**Instructions to follow**
Quote every line of the records below word for word, leaving out the pictures.

[Collected data]
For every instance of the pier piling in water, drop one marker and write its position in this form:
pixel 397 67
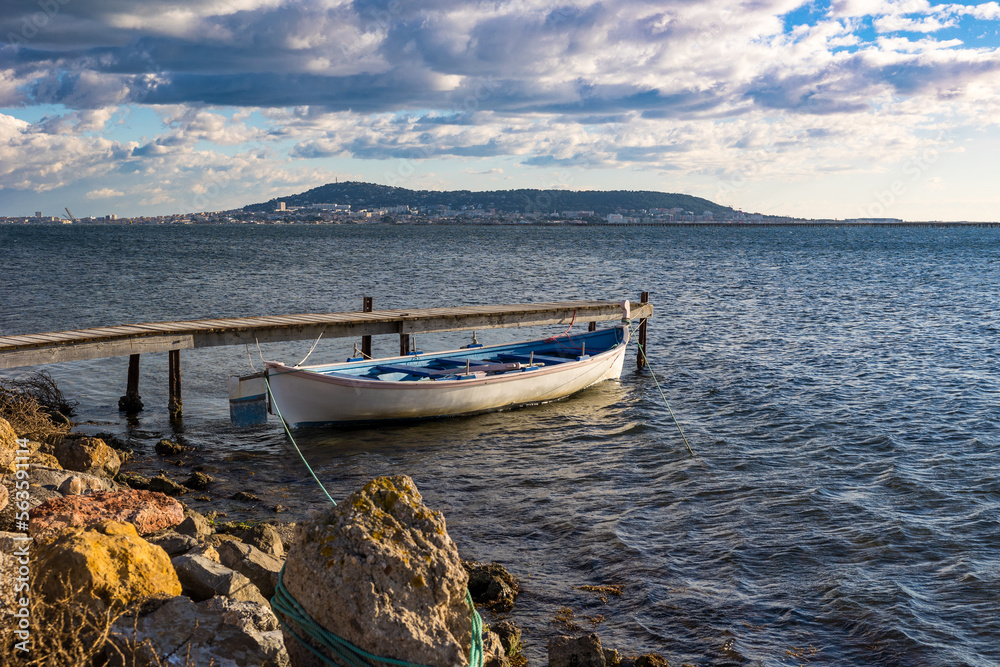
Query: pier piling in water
pixel 175 407
pixel 640 356
pixel 131 403
pixel 366 341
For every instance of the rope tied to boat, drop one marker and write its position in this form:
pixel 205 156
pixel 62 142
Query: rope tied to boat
pixel 289 612
pixel 311 349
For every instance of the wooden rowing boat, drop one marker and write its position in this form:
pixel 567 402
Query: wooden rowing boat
pixel 454 382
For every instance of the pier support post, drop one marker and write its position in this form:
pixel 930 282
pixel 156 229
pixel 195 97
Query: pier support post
pixel 174 405
pixel 640 358
pixel 131 403
pixel 366 341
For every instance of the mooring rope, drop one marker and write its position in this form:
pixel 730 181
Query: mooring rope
pixel 349 655
pixel 285 605
pixel 311 349
pixel 660 389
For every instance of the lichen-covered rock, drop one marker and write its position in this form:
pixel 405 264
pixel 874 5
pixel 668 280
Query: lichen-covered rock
pixel 43 459
pixel 381 572
pixel 89 455
pixel 585 651
pixel 8 446
pixel 203 578
pixel 173 542
pixel 133 480
pixel 219 632
pixel 169 448
pixel 54 478
pixel 263 536
pixel 509 635
pixel 162 484
pixel 252 563
pixel 109 560
pixel 198 481
pixel 206 550
pixel 492 585
pixel 494 654
pixel 195 525
pixel 147 510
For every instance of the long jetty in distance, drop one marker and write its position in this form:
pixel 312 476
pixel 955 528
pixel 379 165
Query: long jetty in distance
pixel 133 340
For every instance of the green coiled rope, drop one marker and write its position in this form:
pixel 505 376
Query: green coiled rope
pixel 287 607
pixel 346 654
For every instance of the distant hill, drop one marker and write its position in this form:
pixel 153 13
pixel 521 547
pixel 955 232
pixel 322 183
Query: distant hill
pixel 601 202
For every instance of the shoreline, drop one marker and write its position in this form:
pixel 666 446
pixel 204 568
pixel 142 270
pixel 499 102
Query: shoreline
pixel 199 534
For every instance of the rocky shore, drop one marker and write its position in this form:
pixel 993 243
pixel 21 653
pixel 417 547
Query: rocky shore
pixel 133 576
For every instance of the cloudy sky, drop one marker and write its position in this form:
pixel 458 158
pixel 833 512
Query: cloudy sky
pixel 842 108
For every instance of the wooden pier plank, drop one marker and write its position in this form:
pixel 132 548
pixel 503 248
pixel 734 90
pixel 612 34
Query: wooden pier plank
pixel 98 342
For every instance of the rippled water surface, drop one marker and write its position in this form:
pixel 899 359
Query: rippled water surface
pixel 839 388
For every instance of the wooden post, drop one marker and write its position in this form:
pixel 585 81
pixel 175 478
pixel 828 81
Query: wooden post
pixel 640 359
pixel 174 405
pixel 130 403
pixel 366 341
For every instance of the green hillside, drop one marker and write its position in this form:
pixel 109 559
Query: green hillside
pixel 369 195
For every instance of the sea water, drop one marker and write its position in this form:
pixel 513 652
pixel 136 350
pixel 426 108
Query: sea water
pixel 839 388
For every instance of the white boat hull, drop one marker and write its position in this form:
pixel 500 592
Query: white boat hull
pixel 304 397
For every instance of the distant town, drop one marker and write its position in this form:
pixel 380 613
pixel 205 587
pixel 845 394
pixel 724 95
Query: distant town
pixel 440 214
pixel 361 203
pixel 339 214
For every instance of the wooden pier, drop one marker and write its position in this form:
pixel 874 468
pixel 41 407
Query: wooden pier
pixel 133 340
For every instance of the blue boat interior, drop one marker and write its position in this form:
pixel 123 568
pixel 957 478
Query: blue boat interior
pixel 481 361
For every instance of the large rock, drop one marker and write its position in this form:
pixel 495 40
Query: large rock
pixel 203 578
pixel 585 651
pixel 219 632
pixel 149 511
pixel 381 572
pixel 252 563
pixel 109 560
pixel 87 455
pixel 263 536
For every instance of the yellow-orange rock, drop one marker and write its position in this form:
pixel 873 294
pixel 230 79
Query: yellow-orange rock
pixel 108 560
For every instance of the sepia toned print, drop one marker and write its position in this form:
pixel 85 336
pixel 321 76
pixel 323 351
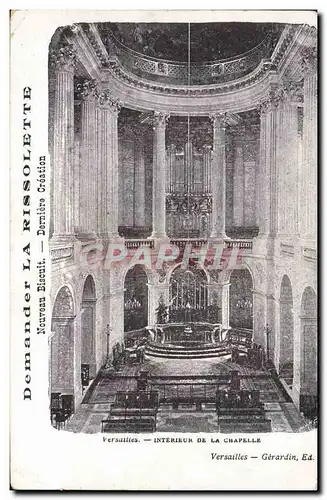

**Solution**
For every instance of the pier piling in water, drop one marker and write its position in this form:
pixel 397 67
Query: pier piling in water
pixel 175 407
pixel 640 356
pixel 131 403
pixel 366 341
For every instance of the rope tied to boat, drop one marker and write its position in this form:
pixel 205 156
pixel 62 142
Query: rope tied to boat
pixel 289 612
pixel 311 349
For every instance of the wooden rowing boat, drop one marker and write its position in this form:
pixel 567 402
Query: wooden rowing boat
pixel 454 382
For every instance of the pier support post, drop one marker and write its position in this form:
pixel 930 282
pixel 156 229
pixel 195 97
Query: pier support post
pixel 174 405
pixel 640 358
pixel 131 403
pixel 366 341
For every instance of the mooring rope, drop one marker and write its position in this form:
pixel 730 181
Query: mooring rope
pixel 349 655
pixel 285 605
pixel 311 349
pixel 660 389
For every instance of the lichen-covered rock, drop one marker and write its position in this form:
pixel 405 264
pixel 874 5
pixel 668 280
Query: lichen-covered rock
pixel 43 459
pixel 381 572
pixel 89 455
pixel 585 651
pixel 8 446
pixel 203 578
pixel 173 542
pixel 133 480
pixel 219 632
pixel 169 448
pixel 54 478
pixel 263 536
pixel 509 635
pixel 162 484
pixel 252 563
pixel 109 560
pixel 198 481
pixel 206 550
pixel 492 585
pixel 494 654
pixel 195 525
pixel 147 510
For every instance of the long jetty in distance, drop one marker and write its position in this form:
pixel 312 476
pixel 955 528
pixel 379 165
Query: long jetty in distance
pixel 133 340
For every instance of the green coiled rope, drop one marker and write its position in this form:
pixel 505 376
Query: green coiled rope
pixel 287 607
pixel 346 654
For every instance of the distant hill, drop one marker and write its position in this form:
pixel 153 13
pixel 521 547
pixel 955 232
pixel 322 183
Query: distant hill
pixel 601 202
For every instance of the shoreline, drop one marker and write its position in this form:
pixel 666 446
pixel 204 568
pixel 142 270
pixel 499 102
Query: shoreline
pixel 199 534
For every instance of the rocky shore, drop one marker and write its position in this form:
pixel 993 243
pixel 21 653
pixel 417 547
Query: rocky shore
pixel 133 576
For every instance of the cloudy sky, drop one marker and write its position in this form:
pixel 458 158
pixel 833 512
Query: cloudy sky
pixel 842 108
For every instance of the wooden pier plank, drop one marker and write its position in this form:
pixel 132 548
pixel 503 248
pixel 734 90
pixel 612 34
Query: wooden pier plank
pixel 98 342
For every instance of the rippled water surface, drop one marker and write its position in this form:
pixel 899 359
Query: rippled water surface
pixel 839 388
For every instance of the wooden post, drop one marker and write its position in this form:
pixel 585 81
pixel 175 478
pixel 828 81
Query: wooden post
pixel 640 359
pixel 174 405
pixel 130 403
pixel 366 341
For every instance of the green hillside, drop one marker and write its position in this form:
pixel 109 559
Query: green hillside
pixel 369 195
For every instance of the sea water, drop one marker and write its position in this form:
pixel 513 652
pixel 136 350
pixel 426 108
Query: sea water
pixel 839 388
For every instance of the white boat hull, drop one marker and write its position in this form:
pixel 500 592
Query: white boat hull
pixel 304 397
For every instance of the distant town, drop one marker and write its position in this form:
pixel 380 613
pixel 205 587
pixel 845 394
pixel 724 95
Query: distant town
pixel 440 214
pixel 361 203
pixel 339 214
For every instance of the wooden pier, drop one marker and write its position in this form:
pixel 874 468
pixel 41 407
Query: wooden pier
pixel 133 340
For every instance of the blue boat interior, drop one marker and write its position in this form:
pixel 123 568
pixel 957 478
Query: blue boat interior
pixel 481 361
For every instance of the large rock, drop one marker and write its position in this form:
pixel 495 40
Query: large rock
pixel 203 578
pixel 585 651
pixel 219 632
pixel 149 511
pixel 381 572
pixel 252 563
pixel 109 560
pixel 87 455
pixel 263 536
For every instance of the yellow-orange rock, drop one marker and write its position in this form:
pixel 873 294
pixel 230 79
Query: yellow-orange rock
pixel 108 560
For every instance of the sepia toned print, drop one marker and write its position in this form:
pixel 85 336
pixel 321 76
pixel 323 351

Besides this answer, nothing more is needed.